═════ ARTICLE ═════
Dans une étude sur le mythe d’Adam et d’Eve parue dans la Revue Socialiste et dans un autre article publié par une revue de Londres (Times, septembre 1890), j’ai essayé de me servir des faits connus sur les sociétés primitives, nouvellement étudiées, pour expliquer la légende biblique d’Adam et d’Eve et l’homérique et inexplicable épithète de tritogeneia, ter renata, trois fois née, que l’Illiade et les hymnes orphiques donnent à Athéna. Je vais, dans cette étude, appliquer la même méthode à la légende chrétienne de la Vierge Marie, mère du Christ. Paul Lafargue, 1896.


I

Tout d’abord il faut se demander si le christianisme est la seule religion qui possède le mythe de l’Immaculée Conception.

On retrouve ce mythe dans les religions des principaux peuples du bassin méditerranéen, et on pourrait peut-être ajouter de tous les peuples.
═════
CONSIGNES -
1. Reproduisez à l'identique l'article entier sur la légende de la Vierge Marie.
2. Transcrivez à l'identique les lignes des données. Commencez à la ligne qui contient « Exercise. Point out the bare midriff », incluse, et continuez jusqu'à la dernière ligne des données, incluse elle aussi.
═════ DONNÉES FOURNIES ═════
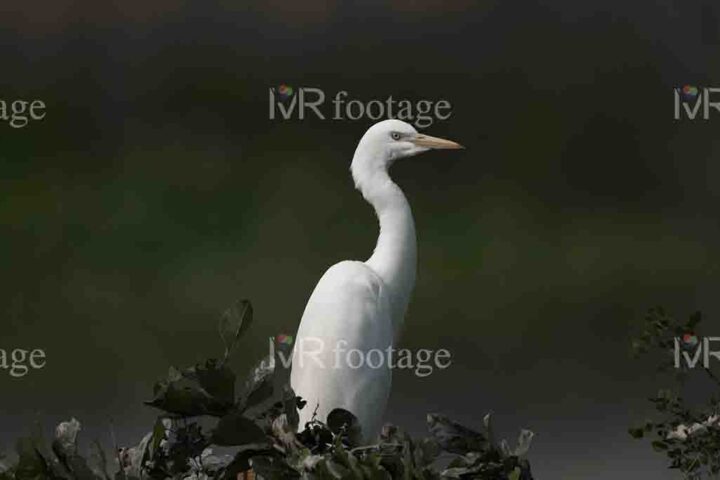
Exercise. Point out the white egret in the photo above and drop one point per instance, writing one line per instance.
(354, 313)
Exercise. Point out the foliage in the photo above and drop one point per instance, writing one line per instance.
(688, 436)
(259, 424)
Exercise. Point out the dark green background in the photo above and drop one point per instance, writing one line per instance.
(157, 191)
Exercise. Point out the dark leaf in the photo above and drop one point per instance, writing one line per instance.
(235, 430)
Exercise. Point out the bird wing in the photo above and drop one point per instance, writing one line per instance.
(348, 310)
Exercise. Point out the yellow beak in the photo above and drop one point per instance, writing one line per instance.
(433, 142)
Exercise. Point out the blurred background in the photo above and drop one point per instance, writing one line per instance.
(157, 191)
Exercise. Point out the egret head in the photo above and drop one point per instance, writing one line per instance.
(390, 140)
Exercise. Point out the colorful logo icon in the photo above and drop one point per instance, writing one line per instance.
(285, 91)
(283, 339)
(690, 91)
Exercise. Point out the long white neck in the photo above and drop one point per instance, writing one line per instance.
(395, 256)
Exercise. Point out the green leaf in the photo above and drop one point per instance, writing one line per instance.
(234, 322)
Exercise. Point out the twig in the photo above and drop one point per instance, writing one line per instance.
(117, 450)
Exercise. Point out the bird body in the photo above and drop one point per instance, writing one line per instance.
(356, 310)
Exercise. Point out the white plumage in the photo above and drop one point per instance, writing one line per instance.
(359, 306)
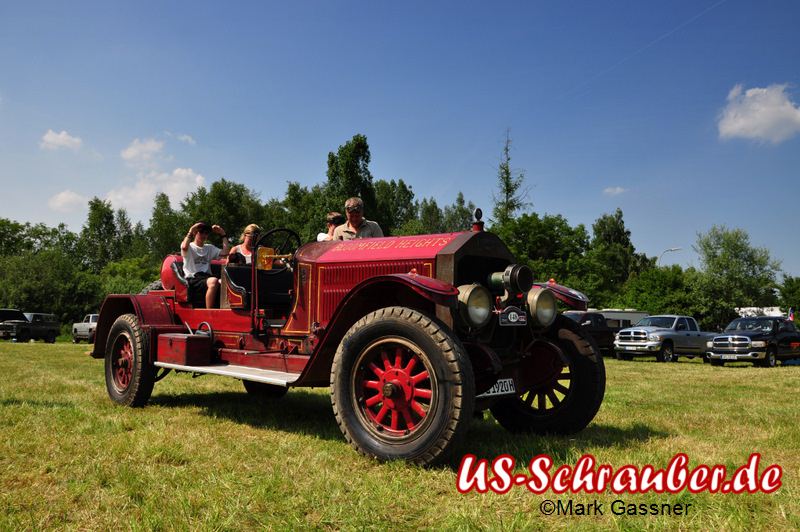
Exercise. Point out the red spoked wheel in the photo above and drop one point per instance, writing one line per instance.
(402, 386)
(395, 387)
(122, 362)
(130, 375)
(551, 389)
(560, 385)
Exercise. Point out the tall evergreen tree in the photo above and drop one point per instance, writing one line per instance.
(510, 196)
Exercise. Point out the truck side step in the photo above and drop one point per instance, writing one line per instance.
(244, 373)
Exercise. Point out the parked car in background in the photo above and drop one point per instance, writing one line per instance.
(761, 340)
(23, 327)
(84, 330)
(596, 325)
(666, 337)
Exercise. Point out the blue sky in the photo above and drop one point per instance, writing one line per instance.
(682, 113)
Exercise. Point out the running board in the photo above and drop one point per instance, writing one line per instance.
(244, 373)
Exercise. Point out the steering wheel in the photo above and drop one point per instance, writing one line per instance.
(284, 241)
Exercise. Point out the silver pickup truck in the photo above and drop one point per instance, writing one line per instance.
(84, 330)
(666, 337)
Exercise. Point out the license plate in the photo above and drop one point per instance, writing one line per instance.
(501, 387)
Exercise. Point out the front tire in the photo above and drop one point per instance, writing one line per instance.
(770, 360)
(402, 387)
(130, 375)
(562, 399)
(666, 354)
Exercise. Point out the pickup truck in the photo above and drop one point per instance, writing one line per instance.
(23, 327)
(666, 337)
(760, 340)
(84, 330)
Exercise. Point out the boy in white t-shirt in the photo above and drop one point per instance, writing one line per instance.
(197, 257)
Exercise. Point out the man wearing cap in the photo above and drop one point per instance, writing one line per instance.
(197, 257)
(356, 225)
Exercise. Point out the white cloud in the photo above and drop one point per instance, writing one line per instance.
(54, 141)
(759, 114)
(67, 201)
(614, 191)
(188, 139)
(138, 198)
(142, 152)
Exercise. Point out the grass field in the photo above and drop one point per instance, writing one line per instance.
(204, 455)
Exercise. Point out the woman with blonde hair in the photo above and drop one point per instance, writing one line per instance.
(245, 249)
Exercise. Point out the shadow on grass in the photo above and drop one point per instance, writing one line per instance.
(299, 412)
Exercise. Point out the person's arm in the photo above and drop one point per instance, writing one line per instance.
(188, 238)
(226, 245)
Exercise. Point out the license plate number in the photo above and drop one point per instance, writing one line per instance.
(501, 387)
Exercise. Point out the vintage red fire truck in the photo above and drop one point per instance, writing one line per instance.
(413, 335)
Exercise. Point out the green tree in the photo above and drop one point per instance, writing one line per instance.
(662, 290)
(458, 216)
(127, 276)
(734, 274)
(97, 244)
(167, 228)
(349, 175)
(510, 197)
(614, 255)
(790, 293)
(394, 205)
(230, 205)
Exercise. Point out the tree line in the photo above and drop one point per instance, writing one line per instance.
(52, 269)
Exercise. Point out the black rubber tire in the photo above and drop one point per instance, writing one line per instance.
(452, 386)
(623, 356)
(262, 390)
(770, 360)
(143, 372)
(578, 407)
(666, 353)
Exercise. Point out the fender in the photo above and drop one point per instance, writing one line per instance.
(399, 289)
(153, 312)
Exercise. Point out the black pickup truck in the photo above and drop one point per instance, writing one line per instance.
(761, 340)
(14, 324)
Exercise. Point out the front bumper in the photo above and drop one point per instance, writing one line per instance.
(737, 356)
(637, 347)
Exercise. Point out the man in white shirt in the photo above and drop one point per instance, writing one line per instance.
(197, 257)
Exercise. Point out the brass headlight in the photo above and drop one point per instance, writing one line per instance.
(542, 307)
(474, 305)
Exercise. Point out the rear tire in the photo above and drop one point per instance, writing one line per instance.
(402, 387)
(579, 400)
(262, 390)
(130, 375)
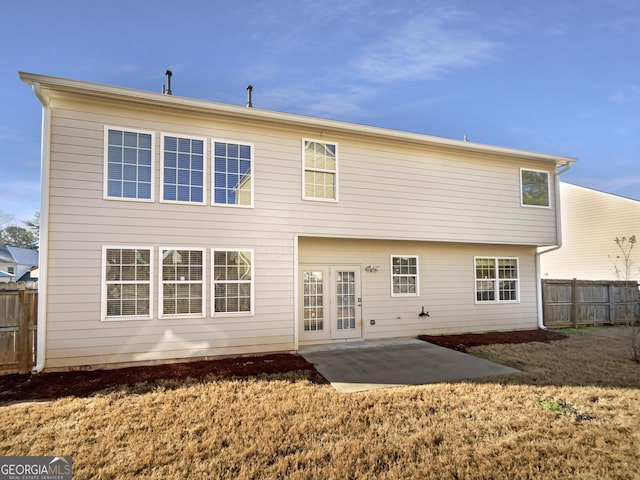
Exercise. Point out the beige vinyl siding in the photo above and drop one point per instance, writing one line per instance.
(388, 190)
(447, 291)
(591, 220)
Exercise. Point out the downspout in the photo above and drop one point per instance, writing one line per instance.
(44, 231)
(558, 245)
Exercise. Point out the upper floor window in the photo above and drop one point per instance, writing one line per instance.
(404, 276)
(127, 282)
(534, 187)
(232, 178)
(496, 279)
(129, 160)
(183, 169)
(320, 164)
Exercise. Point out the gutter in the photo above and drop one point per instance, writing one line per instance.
(558, 246)
(41, 331)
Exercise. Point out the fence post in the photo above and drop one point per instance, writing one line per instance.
(612, 304)
(574, 303)
(23, 332)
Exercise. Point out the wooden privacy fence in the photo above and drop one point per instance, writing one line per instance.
(18, 320)
(576, 303)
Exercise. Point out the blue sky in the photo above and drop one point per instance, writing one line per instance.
(554, 76)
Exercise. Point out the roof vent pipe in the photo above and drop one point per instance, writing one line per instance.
(249, 91)
(166, 90)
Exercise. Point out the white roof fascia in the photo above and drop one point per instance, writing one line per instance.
(46, 83)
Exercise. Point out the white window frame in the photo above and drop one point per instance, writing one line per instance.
(417, 275)
(105, 284)
(334, 172)
(213, 171)
(163, 135)
(162, 282)
(522, 204)
(105, 192)
(496, 280)
(251, 283)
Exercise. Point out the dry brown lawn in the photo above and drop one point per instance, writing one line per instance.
(574, 413)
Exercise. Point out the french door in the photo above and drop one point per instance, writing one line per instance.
(330, 302)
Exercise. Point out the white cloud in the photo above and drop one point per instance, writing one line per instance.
(20, 199)
(426, 47)
(630, 93)
(320, 102)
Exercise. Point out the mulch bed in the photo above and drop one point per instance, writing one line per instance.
(85, 383)
(463, 342)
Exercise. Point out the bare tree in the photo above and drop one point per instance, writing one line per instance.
(623, 265)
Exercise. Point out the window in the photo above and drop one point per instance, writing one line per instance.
(404, 276)
(182, 274)
(320, 162)
(232, 179)
(182, 169)
(496, 279)
(534, 188)
(127, 282)
(129, 158)
(233, 281)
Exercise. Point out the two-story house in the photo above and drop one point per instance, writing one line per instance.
(180, 228)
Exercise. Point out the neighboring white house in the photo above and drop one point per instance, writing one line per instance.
(16, 264)
(180, 228)
(591, 221)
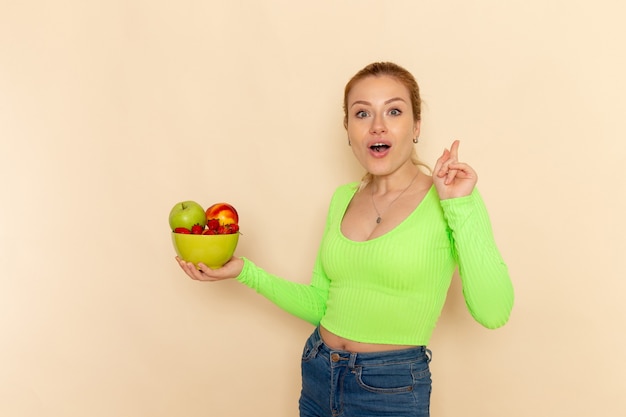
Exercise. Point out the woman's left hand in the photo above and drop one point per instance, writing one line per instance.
(453, 178)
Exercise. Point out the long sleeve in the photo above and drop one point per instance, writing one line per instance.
(487, 287)
(307, 302)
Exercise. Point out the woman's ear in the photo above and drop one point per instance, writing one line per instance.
(416, 129)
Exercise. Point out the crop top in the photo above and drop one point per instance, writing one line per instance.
(391, 289)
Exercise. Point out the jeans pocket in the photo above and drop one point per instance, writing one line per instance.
(386, 379)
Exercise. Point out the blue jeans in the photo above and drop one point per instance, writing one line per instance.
(337, 383)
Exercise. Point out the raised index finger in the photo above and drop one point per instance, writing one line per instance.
(454, 150)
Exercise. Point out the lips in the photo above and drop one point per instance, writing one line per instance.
(379, 148)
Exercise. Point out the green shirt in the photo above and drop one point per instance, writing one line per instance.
(391, 289)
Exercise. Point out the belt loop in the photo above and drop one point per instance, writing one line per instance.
(352, 360)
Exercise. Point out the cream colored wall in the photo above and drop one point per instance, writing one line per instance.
(112, 111)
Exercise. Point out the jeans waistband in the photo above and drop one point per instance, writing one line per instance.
(369, 358)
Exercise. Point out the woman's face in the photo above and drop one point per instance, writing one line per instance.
(380, 124)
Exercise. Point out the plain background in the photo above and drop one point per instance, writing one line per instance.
(113, 111)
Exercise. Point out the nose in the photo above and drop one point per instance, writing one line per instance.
(378, 125)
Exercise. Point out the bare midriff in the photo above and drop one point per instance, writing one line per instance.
(340, 343)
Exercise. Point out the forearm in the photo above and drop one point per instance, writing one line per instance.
(487, 287)
(304, 301)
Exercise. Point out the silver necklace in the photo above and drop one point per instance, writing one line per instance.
(379, 217)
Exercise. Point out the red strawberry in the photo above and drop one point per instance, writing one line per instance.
(213, 224)
(232, 228)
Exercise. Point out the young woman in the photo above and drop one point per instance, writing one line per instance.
(390, 247)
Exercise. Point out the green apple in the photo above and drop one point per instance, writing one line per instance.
(187, 214)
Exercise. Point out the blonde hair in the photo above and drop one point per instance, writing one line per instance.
(378, 69)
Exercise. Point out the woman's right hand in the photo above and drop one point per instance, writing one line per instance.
(230, 270)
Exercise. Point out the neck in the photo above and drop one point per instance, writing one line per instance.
═════
RÉPONSES PAR CONSIGNE -
1.
Dans une étude sur le mythe d’Adam et d’Eve parue dans la Revue Socialiste et dans un autre article publié par une revue de Londres (Times, septembre 1890), j’ai essayé de me servir des faits connus sur les sociétés primitives, nouvellement étudiées, pour expliquer la légende biblique d’Adam et d’Eve et l’homérique et inexplicable épithète de tritogeneia, ter renata, trois fois née, que l’Illiade et les hymnes orphiques donnent à Athéna. Je vais, dans cette étude, appliquer la même méthode à la légende chrétienne de la Vierge Marie, mère du Christ. Paul Lafargue, 1896.


I

Tout d’abord il faut se demander si le christianisme est la seule religion qui possède le mythe de l’Immaculée Conception.

On retrouve ce mythe dans les religions des principaux peuples du bassin méditerranéen, et on pourrait peut-être ajouter de tous les peuples.

2.
Exercise. Point out the bare midriff in the photo above and drop one point per instance, writing one line per instance.
(340, 343)
Exercise. Point out the forearm in the photo above and drop one point per instance, writing one line per instance.
(487, 287)
(304, 301)
Exercise. Point out the silver necklace in the photo above and drop one point per instance, writing one line per instance.
(379, 217)
Exercise. Point out the red strawberry in the photo above and drop one point per instance, writing one line per instance.
(213, 224)
(232, 228)
Exercise. Point out the young woman in the photo above and drop one point per instance, writing one line per instance.
(390, 247)
Exercise. Point out the green apple in the photo above and drop one point per instance, writing one line per instance.
(187, 214)
Exercise. Point out the blonde hair in the photo above and drop one point per instance, writing one line per instance.
(378, 69)
Exercise. Point out the woman's right hand in the photo above and drop one point per instance, writing one line per instance.
(230, 270)
Exercise. Point out the neck in the photo above and drop one point per instance, writing one line per instance.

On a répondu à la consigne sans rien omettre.